EXTRACTED RECORDS below:

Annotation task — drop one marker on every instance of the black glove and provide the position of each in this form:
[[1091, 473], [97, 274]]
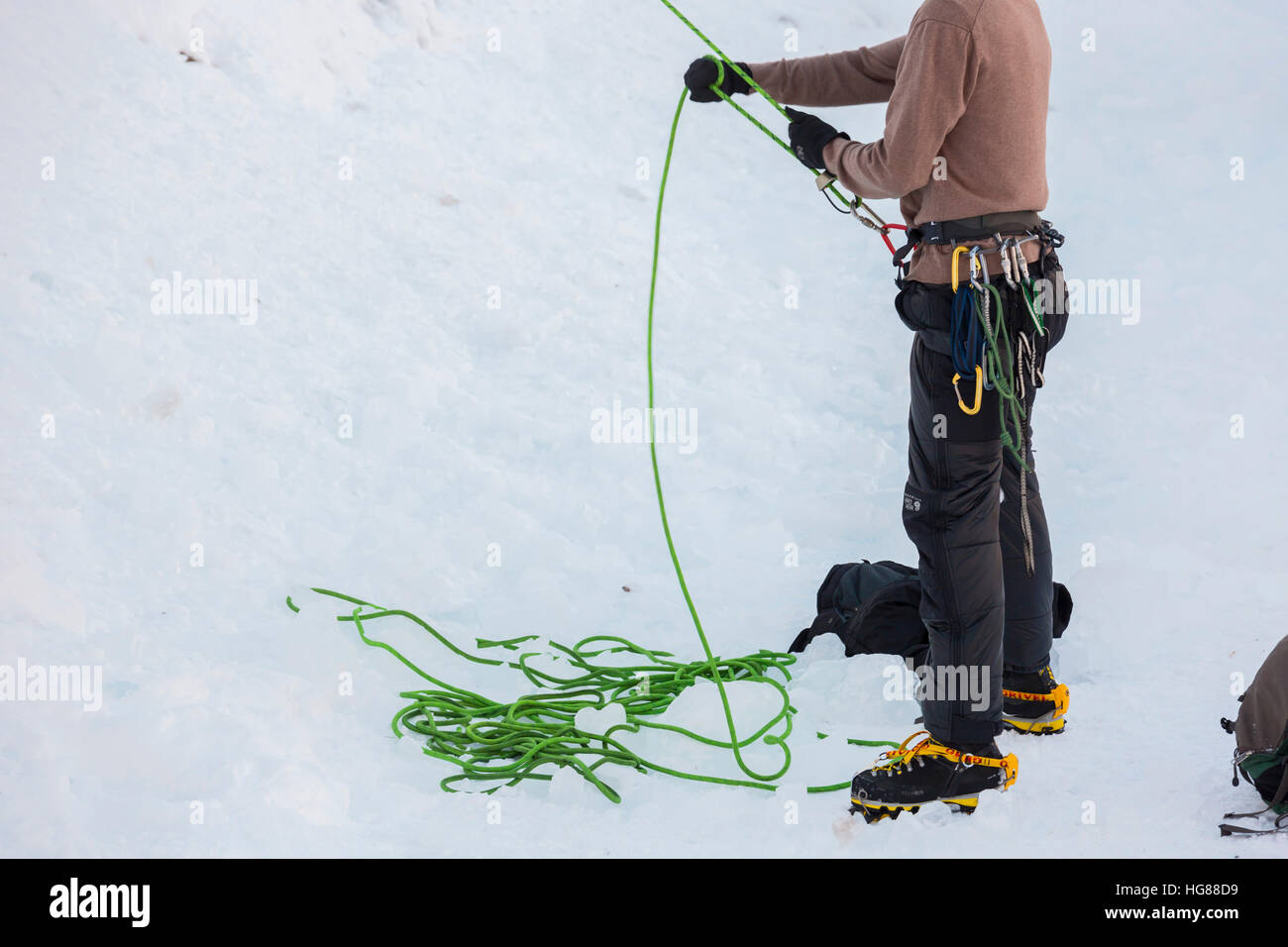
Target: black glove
[[702, 75], [809, 136]]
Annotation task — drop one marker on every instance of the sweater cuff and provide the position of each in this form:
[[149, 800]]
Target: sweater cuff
[[832, 155]]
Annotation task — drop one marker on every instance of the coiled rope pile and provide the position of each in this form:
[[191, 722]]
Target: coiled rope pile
[[503, 744]]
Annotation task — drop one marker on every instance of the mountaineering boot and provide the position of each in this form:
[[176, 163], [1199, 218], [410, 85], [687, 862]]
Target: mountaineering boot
[[930, 772], [1033, 702]]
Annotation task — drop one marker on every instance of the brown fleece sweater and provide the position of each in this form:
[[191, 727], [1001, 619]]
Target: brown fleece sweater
[[966, 124]]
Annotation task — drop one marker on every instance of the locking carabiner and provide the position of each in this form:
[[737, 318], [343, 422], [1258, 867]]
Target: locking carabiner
[[979, 392]]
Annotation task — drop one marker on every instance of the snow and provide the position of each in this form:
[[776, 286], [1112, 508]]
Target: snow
[[442, 209]]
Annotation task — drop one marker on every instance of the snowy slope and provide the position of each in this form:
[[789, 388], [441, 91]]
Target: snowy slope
[[442, 210]]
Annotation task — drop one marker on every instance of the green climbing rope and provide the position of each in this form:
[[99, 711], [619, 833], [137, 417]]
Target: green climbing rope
[[503, 744]]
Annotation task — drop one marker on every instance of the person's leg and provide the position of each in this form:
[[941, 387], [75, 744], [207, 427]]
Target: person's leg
[[951, 513], [1025, 566]]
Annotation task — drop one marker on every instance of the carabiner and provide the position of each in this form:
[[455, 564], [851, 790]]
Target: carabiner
[[1006, 247], [979, 392], [978, 262], [957, 253]]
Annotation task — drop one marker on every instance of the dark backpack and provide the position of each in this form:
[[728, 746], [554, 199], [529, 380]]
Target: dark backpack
[[874, 607], [1261, 741]]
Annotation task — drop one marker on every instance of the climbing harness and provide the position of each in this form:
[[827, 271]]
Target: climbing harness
[[997, 335]]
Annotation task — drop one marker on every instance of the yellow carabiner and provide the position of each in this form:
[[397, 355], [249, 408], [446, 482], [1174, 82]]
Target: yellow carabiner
[[979, 392], [957, 253]]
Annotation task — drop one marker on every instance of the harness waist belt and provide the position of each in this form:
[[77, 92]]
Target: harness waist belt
[[1009, 223]]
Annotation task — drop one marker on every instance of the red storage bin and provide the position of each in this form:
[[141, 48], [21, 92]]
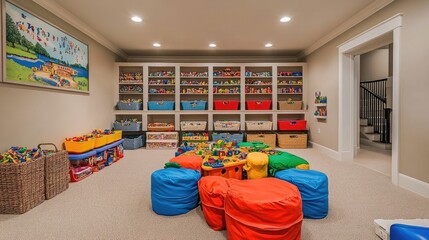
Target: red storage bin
[[226, 104], [292, 125], [258, 104]]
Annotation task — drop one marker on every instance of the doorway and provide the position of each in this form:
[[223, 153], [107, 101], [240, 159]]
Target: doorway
[[349, 124]]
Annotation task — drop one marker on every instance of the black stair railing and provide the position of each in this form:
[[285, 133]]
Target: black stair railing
[[374, 108]]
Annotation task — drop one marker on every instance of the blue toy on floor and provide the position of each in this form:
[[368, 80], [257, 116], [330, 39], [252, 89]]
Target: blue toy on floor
[[174, 191], [408, 232]]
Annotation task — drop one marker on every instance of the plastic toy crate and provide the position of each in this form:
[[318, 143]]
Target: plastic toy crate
[[161, 105], [130, 106], [132, 126], [290, 105], [258, 105], [227, 137], [193, 125], [79, 147], [292, 140], [267, 138], [259, 125], [292, 124], [226, 104], [161, 144], [193, 105], [227, 125], [133, 142]]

End of EXTRACTED RECORDS.

**PROBLEM STATEMENT**
Would you return all the data exactly as given, minus the pictures?

**EXERCISE SOLUTION**
Annotation task — drop one marker on every instance of the black glove and provide the position of each in this form:
[[1091, 473], [97, 274]]
Target: black glove
[[702, 75], [809, 136]]
Annotation task — drop one marker on every instance of the sweater cuff and provide the position of each in this form:
[[149, 800]]
Target: sweater cuff
[[832, 155]]
Annotation task — drop one marker on every instance of the coiled rope pile and provide the position of each in this form:
[[191, 722]]
Target: coiled rope pile
[[503, 744]]
Annotation task — drop one marker on every instance of the mountaineering boot and provide the position of each in this form:
[[176, 163], [1199, 218], [410, 85], [687, 862]]
Target: mountaineering boot
[[930, 772], [1033, 702]]
Annotation task — drop one marker on every instance of the brown fleece sweater and provide the position of each in this form:
[[191, 727], [1001, 619]]
Target: brown fleece sweater
[[966, 124]]
Annotation task — drop one marker on every instance of the locking carabiner and provide the position of each in this form:
[[737, 318], [343, 422], [1258, 867]]
Target: locking carabiner
[[979, 392]]
Annotation task — drop one marker on every instance of the snow and provide the position of each in this form:
[[776, 286], [1112, 508]]
Target: snow
[[442, 209]]
Annotation task — drop one marker on every instance of the snowy slope and provide the position of each in this form:
[[789, 388], [441, 91]]
Target: snowy slope
[[442, 210]]
Annotation task — drop one marker on every instance of the green climbing rope and provide the position of each in this form:
[[99, 711], [619, 833], [137, 417]]
Target: green climbing rope
[[503, 744]]
Annotation task — drop one marker on every instance of the person's leg and provide the position of each in this form:
[[941, 387], [75, 744], [207, 427]]
Target: person's leg
[[951, 513], [1025, 566]]
Annotation task — drop one marker on every instance of the carabiner and provide the position of each in this form:
[[455, 564], [851, 790]]
Target: carabiner
[[1006, 247], [979, 392], [978, 262], [957, 253]]
Annotation task — drop one marker on every instance of the dark backpack and provide the position of each in this form:
[[728, 746], [554, 199], [529, 380]]
Target: dark backpack
[[874, 607], [1261, 741]]
Annotation task — drop one marker on every instance of the climbing harness and provide the position of each in this form:
[[827, 271]]
Target: climbing harness
[[997, 335]]
Annotation task — drop one marker on every instance of the yellow carabiner and provide the position of each in this form:
[[397, 355], [249, 408], [446, 482], [1174, 82]]
Target: yellow carabiner
[[979, 392], [957, 253]]
Annotation task — drop one marker on every instance of the harness waist belt and provide the position of each in this form:
[[77, 92]]
Target: harness waist belt
[[1009, 223]]
Annotation task — drop one marker on every instance of the red storage bin and provide the position of each in this form:
[[141, 48], [21, 92]]
Target: red storage bin
[[226, 104], [292, 125], [258, 104]]
Annotation task — drop one marker on every instance of the doorway and provide the position of each in this form:
[[223, 153], [107, 101], [240, 159]]
Target: doorway
[[349, 124]]
Annotation task — drop one marker on every instance of the black stair railing and provide the position of each in this form:
[[285, 133]]
Target: black stair railing
[[374, 108]]
Annotation task — drop one marker on every instance of the blue toy on floor and provide the position of each in this form:
[[368, 80], [257, 116], [330, 39], [252, 89]]
Target: blue toy on floor
[[174, 191], [408, 232]]
Annotation task — drop one marker on every instance of the plastic toy crate and provide the position of each in this form:
[[318, 143]]
Target: plastic toy crate
[[161, 105], [130, 106], [132, 126], [290, 105], [258, 105], [227, 137], [193, 125], [79, 147], [292, 140], [267, 138], [259, 125], [292, 124], [226, 104], [161, 144], [193, 105], [227, 125], [133, 142]]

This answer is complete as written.